▶ **EXERCISE DIRECTIONS**:
Identify each line in the listing below that contains the word "white", and copy those lines in full. Treat case as significant.

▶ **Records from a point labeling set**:
## START

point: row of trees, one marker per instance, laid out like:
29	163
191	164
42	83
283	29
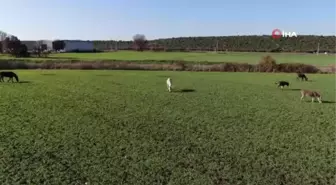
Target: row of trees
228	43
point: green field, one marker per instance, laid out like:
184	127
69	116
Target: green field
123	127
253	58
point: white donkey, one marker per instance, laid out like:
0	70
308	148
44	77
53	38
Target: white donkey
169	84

## END
## START

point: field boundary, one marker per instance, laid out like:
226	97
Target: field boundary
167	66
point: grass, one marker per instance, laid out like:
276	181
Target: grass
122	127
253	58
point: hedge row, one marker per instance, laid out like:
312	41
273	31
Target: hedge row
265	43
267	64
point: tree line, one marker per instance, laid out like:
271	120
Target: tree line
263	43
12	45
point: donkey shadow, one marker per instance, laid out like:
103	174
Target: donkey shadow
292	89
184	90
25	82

## END

▶ **FINISHED EXERCISE**:
point: white donkey, one marker per instance, laid out like:
Target: white donkey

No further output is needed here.